**WHAT YOU ARE ASKED TO DO**
Please state the command that the Camunda health monitor setup text gives for running the application in production.

**SOURCE TEXT**
========================
STUCK_INSTANCE_DAYS=7

# AI/ML Main Optional Configuration
AI_LOOKBACK_DAYS=30         # Analysis window for all AI features (default: 30)
AI_MAX_INSTANCES=50000      # Max instances to query (default: 50000)
AI_MAX_INCIDENTS=1000       # Max incidents to query (default: 1000)
AI_MIN_DATA=10              # Min data points for analysis (default: 10)
AI_UI_RESULTS_LIMIT=20      # Max results to display (default: 20)
SLA_THRESHOLD_HOURS=24      # SLA threshold for predictions (default: 24)

# Application Settings
PORT=5000
DEBUG=false
JSON_LOGGING=false
SSL_VERIFY=false

3. Run

# Development
python app.py

# Production
gunicorn -c gunicorn.conf.py app:app

Access at http://localhost:5000

Docker

# Using Docker Compose (recommended)
docker-compose up -d

# Or build directly
docker build -t camunda-health-monitor .
docker run -p 5000:5000 --env-file .env camunda-health-monitor

Kubernetes

kubectl apply -f kubernetes-deployment.yaml

Edit ConfigMap and Secrets in kubernetes-deployment.yaml for your environment.

JMX Exporter

In case your Camunda 7 based system does not share JVM metrics - one of simple solutions is to add JMX exporter (https://github.com/prometheus/jmx_exporter/releases) add it in related folder together with a small config file (e.g. prometheus-jmx.yml):

---
startDelaySeconds: 0
ssl: false
lowercaseOutputName: true
lowercaseOutputLabelNames: true
rules:
# --- JVM Metrics ---
- pattern: "java.lang<type=OperatingSystem><>(\\w+)"
========================
**AVAILABLE DATA**
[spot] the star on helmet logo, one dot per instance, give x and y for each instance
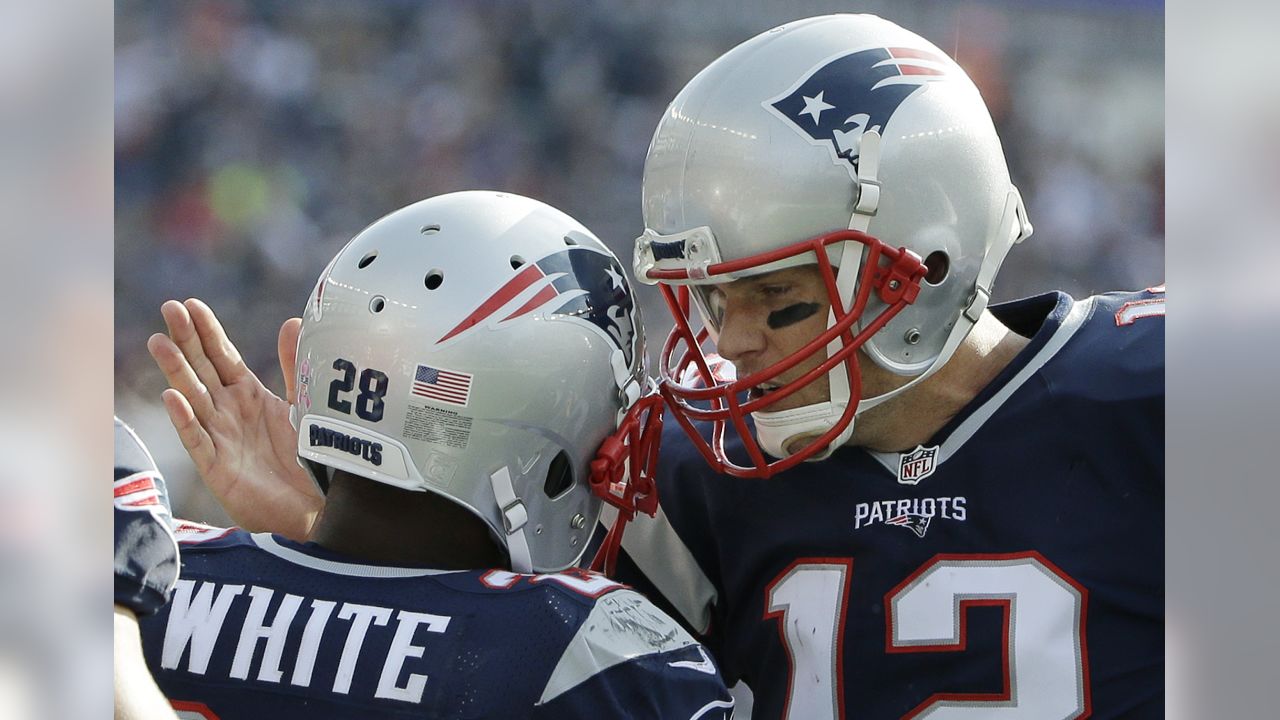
========================
**OUTPUT FOR THIS TASK**
gunicorn -c gunicorn.conf.py app:app